◆ **Texto para leer**:
.....
Un amigo tuyo “retuiteó” a altas horas de la madrugada –las
cinco o las seis más o menos- una
canción
que a un perfecto desconocido le había resultado la hostia, perdón
por la expresión, y que tú, valiente y osado, te animas a escuchar
sobre las ocho de la mañana sin muchas expectativas y sin los
prejuicios habituales de cualquier otro momento del día en el que el
sueño no te domina. A ver qué pasa.
Terminas
de escucharla y no está mal. La escuchas otra vez. Suenan bien.
Parecen buenos, te repites por dentro, pero las prisas hacen que
pospongas la investigación para más adelante. The
Black Keys.
¿Y estos quiénes son? Antes de ver qué pintas tienen escuchas
varios
temas más
en el Spotify
y te siguen gustando. Suenan muy bien, cada vez mejor. Es un estilo
raro hoy en día. Blues contemporáneo con una pizca de soul y
arreglos propios del funk. Diferente al blues de New Orleans y
difícil de ver en una época en la que prima lo electrónico, la
discoteca y el pop sin sustancia y repetitivo.
El
sonido de los Black
Keys
sería como una mezcla entre la música tradicional americana más
rancia y los gafapastas suecos. Tendencias que por sí solas resultan
bastante insoportables pero que al conjugarse producen un sabor
nuevo, intenso y bastante agradable. Not
bad.
Los
artífices de todo esto son dos amigos, Patrick Carney y Dan
Auerbach. De Akron, Ohio (EEUU). Son unos tipos algo raros; The
Black Keys
significa “las teclas negras”, expresión americana que un amigo
suyo destinaba a aquellos que no están del todo bien de la cabeza.
Se conocen de toda la vida y a tenor de alguno de sus video
clips,
también han llegado a las manos en alguna ocasión. Ambos son
peculiares y Auerbach lo es más. Suele abstraerse de la realidad que
le rodea con gran facilidad pero sin ninguna malicia. Carney es
bastante borde –aunque con facilidad para hacer amigos- y no tiene
pelos la lengua que hay debajo de unas gafas de pasta XXL.
Tándem
de lujo y referencia en Norteamérica desembarcaron con fuerza en
España con la promoción de su último disco, “El Camino”, un
poco diferente a lo que venían haciendo, quizá más europeo y
comercial. La base sonora actual es difusa y distorsionada pero de
ella sobresalen guitarras bastante limpias. En ocasiones recuerdan
más a Elvis que a los Red Hot, a los que en momentos puntuales
llegan, bajo mi modesta percepción, a imitar
con bastante acierto.
.....
◆ **Registros de anotación por puntos**:
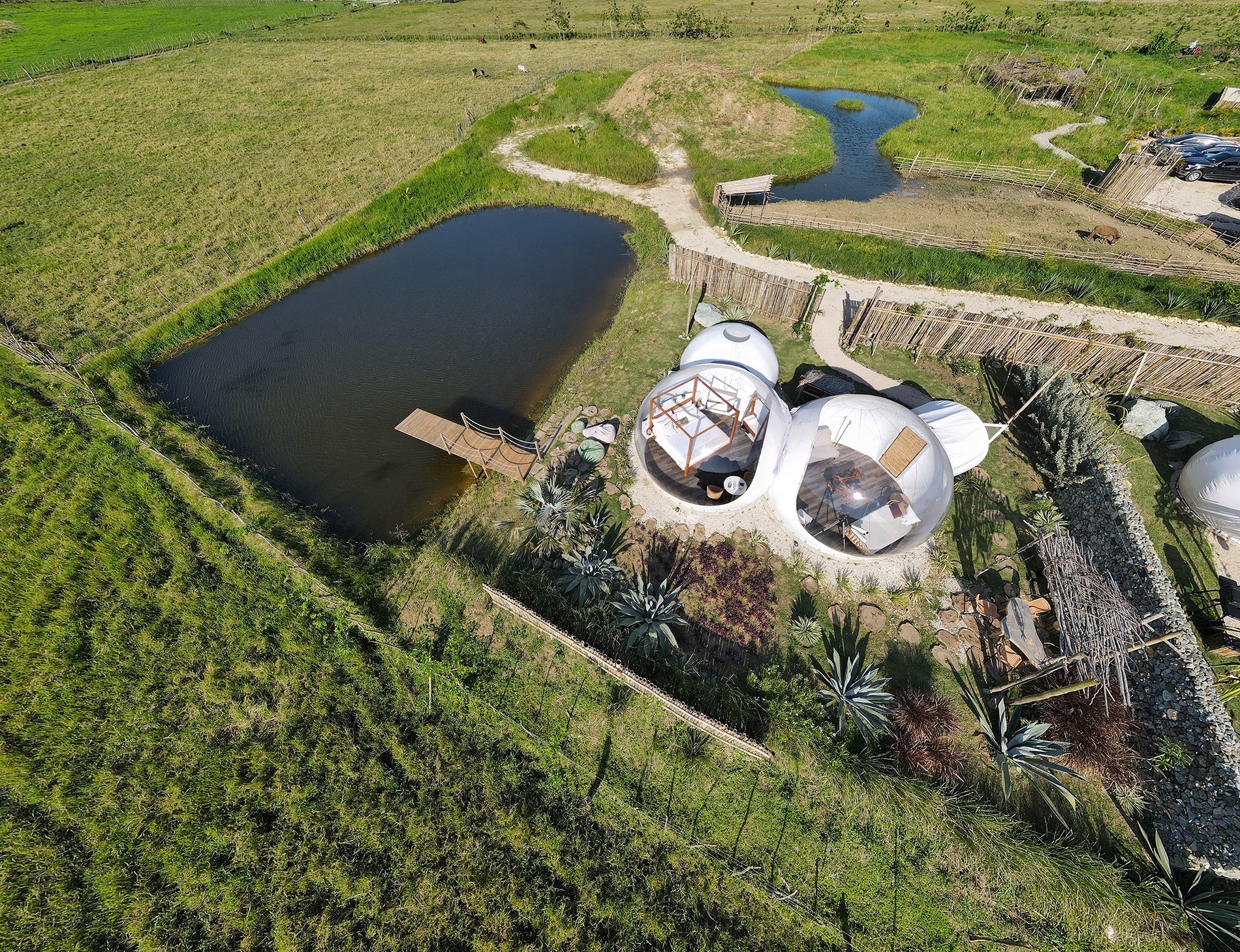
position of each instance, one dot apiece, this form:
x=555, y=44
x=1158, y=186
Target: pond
x=860, y=173
x=480, y=314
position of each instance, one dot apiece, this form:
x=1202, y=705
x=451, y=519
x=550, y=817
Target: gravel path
x=1043, y=139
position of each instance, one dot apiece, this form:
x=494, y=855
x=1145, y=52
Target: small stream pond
x=860, y=173
x=480, y=314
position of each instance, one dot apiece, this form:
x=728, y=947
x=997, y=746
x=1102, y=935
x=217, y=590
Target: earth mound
x=724, y=111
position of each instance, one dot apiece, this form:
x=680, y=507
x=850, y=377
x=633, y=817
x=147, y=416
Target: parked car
x=1192, y=140
x=1219, y=168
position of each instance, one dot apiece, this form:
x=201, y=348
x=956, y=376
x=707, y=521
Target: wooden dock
x=486, y=446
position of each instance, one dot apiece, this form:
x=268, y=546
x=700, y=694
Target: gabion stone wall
x=1197, y=808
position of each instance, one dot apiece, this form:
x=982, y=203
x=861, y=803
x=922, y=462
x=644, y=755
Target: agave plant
x=650, y=613
x=588, y=574
x=854, y=688
x=1018, y=749
x=1211, y=905
x=806, y=631
x=555, y=515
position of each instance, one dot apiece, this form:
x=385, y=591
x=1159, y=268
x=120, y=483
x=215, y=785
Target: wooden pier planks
x=490, y=453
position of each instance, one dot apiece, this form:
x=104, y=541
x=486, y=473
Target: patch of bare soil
x=724, y=110
x=999, y=215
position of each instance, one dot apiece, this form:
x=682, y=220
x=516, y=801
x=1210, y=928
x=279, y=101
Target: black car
x=1220, y=166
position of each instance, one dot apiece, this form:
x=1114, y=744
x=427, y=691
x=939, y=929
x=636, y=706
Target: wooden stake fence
x=691, y=716
x=1134, y=263
x=1051, y=184
x=1106, y=360
x=756, y=292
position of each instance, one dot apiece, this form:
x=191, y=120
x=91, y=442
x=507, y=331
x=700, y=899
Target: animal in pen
x=1108, y=234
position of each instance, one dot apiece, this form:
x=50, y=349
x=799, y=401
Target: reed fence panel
x=694, y=718
x=1106, y=360
x=1120, y=262
x=756, y=292
x=1052, y=184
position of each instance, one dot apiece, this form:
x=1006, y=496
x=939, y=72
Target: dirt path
x=1043, y=139
x=674, y=198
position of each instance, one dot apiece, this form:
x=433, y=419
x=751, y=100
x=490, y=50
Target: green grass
x=1040, y=279
x=46, y=37
x=599, y=149
x=198, y=753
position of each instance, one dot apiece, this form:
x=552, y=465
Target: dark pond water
x=480, y=314
x=860, y=173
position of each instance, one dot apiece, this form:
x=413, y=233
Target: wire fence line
x=769, y=215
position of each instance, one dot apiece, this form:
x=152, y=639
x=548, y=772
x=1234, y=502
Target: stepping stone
x=872, y=618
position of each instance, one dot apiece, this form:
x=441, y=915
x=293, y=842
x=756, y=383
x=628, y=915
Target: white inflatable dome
x=1209, y=484
x=738, y=344
x=861, y=476
x=711, y=434
x=960, y=431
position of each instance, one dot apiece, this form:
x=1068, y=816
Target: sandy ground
x=1196, y=201
x=996, y=213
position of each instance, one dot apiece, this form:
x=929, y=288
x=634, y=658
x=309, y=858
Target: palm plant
x=555, y=515
x=806, y=631
x=854, y=688
x=1018, y=749
x=650, y=611
x=1211, y=905
x=588, y=574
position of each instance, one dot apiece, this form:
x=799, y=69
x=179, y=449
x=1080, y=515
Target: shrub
x=1059, y=428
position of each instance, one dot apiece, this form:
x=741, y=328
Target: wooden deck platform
x=494, y=453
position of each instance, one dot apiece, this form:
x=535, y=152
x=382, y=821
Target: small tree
x=558, y=19
x=650, y=613
x=1062, y=433
x=638, y=20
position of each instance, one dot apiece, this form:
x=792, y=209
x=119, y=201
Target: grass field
x=45, y=37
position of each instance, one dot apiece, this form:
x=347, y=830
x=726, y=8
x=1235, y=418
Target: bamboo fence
x=1134, y=263
x=756, y=292
x=691, y=716
x=1106, y=360
x=1053, y=185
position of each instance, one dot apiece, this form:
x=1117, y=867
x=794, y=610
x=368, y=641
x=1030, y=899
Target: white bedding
x=708, y=438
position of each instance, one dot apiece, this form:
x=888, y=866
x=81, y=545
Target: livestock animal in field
x=1105, y=234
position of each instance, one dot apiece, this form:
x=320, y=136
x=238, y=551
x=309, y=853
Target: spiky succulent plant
x=649, y=613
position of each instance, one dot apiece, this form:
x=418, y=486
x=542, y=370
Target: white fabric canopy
x=1209, y=485
x=960, y=431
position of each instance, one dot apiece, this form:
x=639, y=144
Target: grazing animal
x=1106, y=234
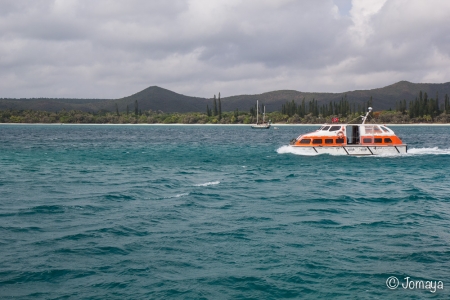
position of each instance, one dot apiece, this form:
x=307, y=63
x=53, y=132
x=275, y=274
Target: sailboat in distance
x=262, y=125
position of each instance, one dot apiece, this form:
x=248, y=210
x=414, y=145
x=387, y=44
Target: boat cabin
x=339, y=135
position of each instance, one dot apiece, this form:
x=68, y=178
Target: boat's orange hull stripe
x=364, y=140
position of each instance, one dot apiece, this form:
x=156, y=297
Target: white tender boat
x=351, y=139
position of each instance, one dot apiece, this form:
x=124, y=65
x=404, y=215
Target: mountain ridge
x=158, y=98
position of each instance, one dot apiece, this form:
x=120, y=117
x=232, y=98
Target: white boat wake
.....
◆ **Qué hacer**:
a - En el texto sobre The Black Keys, ¿de dónde son Patrick Carney y Dan Auerbach?
b - Prolonga el texto sobre The Black Keys a partir de su última frase.

◆ **Respuestas por tarea**:
a - De Akron, Ohio (EEUU).

b -
Pasajes brillantes que recuerdan al sonido de bandas de rock indie
que, curiosamente, también triunfaron en las listas de éxitos años
atrás. Paradoja reservada sólo a los mejores.
Con
sus últimos discos, especialmente desde el lanzamiento de “Brothers”
(2010), su público ha cambiado. Antes era más adulto y ahora
llegan con mucha más facilidad al oyente joven y universitario,
mucho más pasional y susceptible al fenómeno fan y con cierta
tendencia a llenar estadios. En alguna entrevista, Carney, el
batería, ha comentado que las groupies
más jóvenes les han enseñado los pechos en los conciertos.
Curioso.
Empezaron
a grabar en garajes sin caer en el siempre especial “sonido garaje”
característico de los 90 y el norte de Europa - terreno de Mando
Diao, Carolina Liar y similares-. En otras entrevistas apuntan que
nunca han sido realmente conscientes de lo que estaban haciendo, por
lo menos en sus primeros años. Tenían un estilo, algo conservador
rítmicamente, pero que les permitía escribir letras de una forma
despreocupada tras dominar la técnica; letras que poco tienen que
ver con el blues. Su música atravesó varias etapas hasta que Dan
Auerbach, voz y guitarra, se topó con el falsete y ese estilo
rockabilly, western y algo folk que les caracteriza.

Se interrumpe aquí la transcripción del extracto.